Text shown:
Input
Given a square matrix of size $N x N$, calculate the absolute difference between the sums of its diagonals.
Output
Print the absolute difference between the two sums of the matrix’s diagonals as a single integer.
Sample Input
$matrix = \begin{bmatrix}
11 & 2 & 4 \\
4 & 5 & 6 \\
10 & 8 &-12 \\
\end{bmatrix}$
Sample Output
$15$
Explanation
The primary diagonal is:
$\begin{bmatrix}
11 \\
5 \\
-12 \\
\end{bmatrix}$
Sum across the primary diagonal: $11 + 5 - 12 = 4$
The secondary diagonal is:
$\begin{bmatrix}
4 \\
5 \\
10 \\
\end{bmatrix}$
Sum across the secondary diagonal: $4 + 5 + 10 = 19$
Difference: $|4 - 19| = 15$
Note: $|x|$ is absolute value function
Solution
import java.lang.Math;
public class MatrixDiagonalSubstractor {
private int sum(int[][] matrix){
int diagonalA = 0;
int diagonalB = 0;
int n = matrix.length;
for(int i=0; i<n; i++){
for(int j=0; j<n; j++){
if(i==j){
diagonalA = diagonalA + matrix[i][j];
}
if(j==n-i-1){
diagonalB = diagonalB + matrix[i][j];
}
}
}
return Math.abs(diagonalA - diagonalB);
}
public static void main(String[] args){
int[][] matrix = {
{11, 2, 4},
{ 4, 5, 6},
{10, 8,-12},
};
int result = new MatrixDiagonalSubstractor().sum(matrix);
assert 15 == result;
}
}
This kind of solution has $O(N^2)$ complexity, since it’s performance is directly proportional to the square of the size of the input data set. This is common with algorithms that involve nested iterations over the data set. For more information about it, please refer A Beginner’s Guide to Big O nottation
To download the code:
git clone https://github.com/josdem/algorithms-workshop.git
cd matrix-diagonal-difference
To run Java code:
javac MatrixDiagonalSubstractor.java
java -ea MatrixDiagonalSubstractor

Dataset entries:

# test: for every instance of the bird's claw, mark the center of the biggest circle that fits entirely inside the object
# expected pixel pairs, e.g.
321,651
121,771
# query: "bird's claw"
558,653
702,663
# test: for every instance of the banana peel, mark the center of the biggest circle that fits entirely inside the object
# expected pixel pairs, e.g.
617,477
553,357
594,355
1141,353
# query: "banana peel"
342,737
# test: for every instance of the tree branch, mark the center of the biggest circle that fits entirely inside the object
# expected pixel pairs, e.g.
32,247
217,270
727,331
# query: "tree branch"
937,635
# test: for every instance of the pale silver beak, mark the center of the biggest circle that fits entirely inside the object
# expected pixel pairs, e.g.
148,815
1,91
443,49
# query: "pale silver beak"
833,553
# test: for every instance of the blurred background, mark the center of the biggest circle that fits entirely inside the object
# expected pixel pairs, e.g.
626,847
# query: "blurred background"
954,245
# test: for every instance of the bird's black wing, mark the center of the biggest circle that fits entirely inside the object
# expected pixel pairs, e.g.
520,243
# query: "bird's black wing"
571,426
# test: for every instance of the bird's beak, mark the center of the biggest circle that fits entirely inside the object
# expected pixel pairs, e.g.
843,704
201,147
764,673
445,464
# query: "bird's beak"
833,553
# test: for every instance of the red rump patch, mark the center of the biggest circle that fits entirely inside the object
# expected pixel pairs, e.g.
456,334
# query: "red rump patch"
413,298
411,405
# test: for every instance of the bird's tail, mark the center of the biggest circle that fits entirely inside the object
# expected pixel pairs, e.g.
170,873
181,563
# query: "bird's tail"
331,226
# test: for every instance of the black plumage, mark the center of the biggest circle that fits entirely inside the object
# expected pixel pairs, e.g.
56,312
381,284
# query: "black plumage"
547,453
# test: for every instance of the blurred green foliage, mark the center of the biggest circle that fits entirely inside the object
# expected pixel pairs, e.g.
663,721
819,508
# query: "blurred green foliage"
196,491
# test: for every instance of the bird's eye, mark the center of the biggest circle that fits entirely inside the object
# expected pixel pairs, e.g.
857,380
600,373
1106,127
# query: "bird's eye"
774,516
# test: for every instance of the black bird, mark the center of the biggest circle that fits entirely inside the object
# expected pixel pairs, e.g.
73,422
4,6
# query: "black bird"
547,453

What needs to be done: Return the entire diagonal difference page word for word. The entries have no connection to the diagonal difference page.

Solution for this task:
Input
Given a square matrix of size $N x N$, calculate the absolute difference between the sums of its diagonals.
Output
Print the absolute difference between the two sums of the matrix’s diagonals as a single integer.
Sample Input
$matrix = \begin{bmatrix}
11 & 2 & 4 \\
4 & 5 & 6 \\
10 & 8 &-12 \\
\end{bmatrix}$
Sample Output
$15$
Explanation
The primary diagonal is:
$\begin{bmatrix}
11 \\
5 \\
-12 \\
\end{bmatrix}$
Sum across the primary diagonal: $11 + 5 - 12 = 4$
The secondary diagonal is:
$\begin{bmatrix}
4 \\
5 \\
10 \\
\end{bmatrix}$
Sum across the secondary diagonal: $4 + 5 + 10 = 19$
Difference: $|4 - 19| = 15$
Note: $|x|$ is absolute value function
Solution
import java.lang.Math;
public class MatrixDiagonalSubstractor {
private int sum(int[][] matrix){
int diagonalA = 0;
int diagonalB = 0;
int n = matrix.length;
for(int i=0; i<n; i++){
for(int j=0; j<n; j++){
if(i==j){
diagonalA = diagonalA + matrix[i][j];
}
if(j==n-i-1){
diagonalB = diagonalB + matrix[i][j];
}
}
}
return Math.abs(diagonalA - diagonalB);
}
public static void main(String[] args){
int[][] matrix = {
{11, 2, 4},
{ 4, 5, 6},
{10, 8,-12},
};
int result = new MatrixDiagonalSubstractor().sum(matrix);
assert 15 == result;
}
}
This kind of solution has $O(N^2)$ complexity, since it’s performance is directly proportional to the square of the size of the input data set. This is common with algorithms that involve nested iterations over the data set. For more information about it, please refer A Beginner’s Guide to Big O nottation
To download the code:
git clone https://github.com/josdem/algorithms-workshop.git
cd matrix-diagonal-difference
To run Java code:
javac MatrixDiagonalSubstractor.java
java -ea MatrixDiagonalSubstractor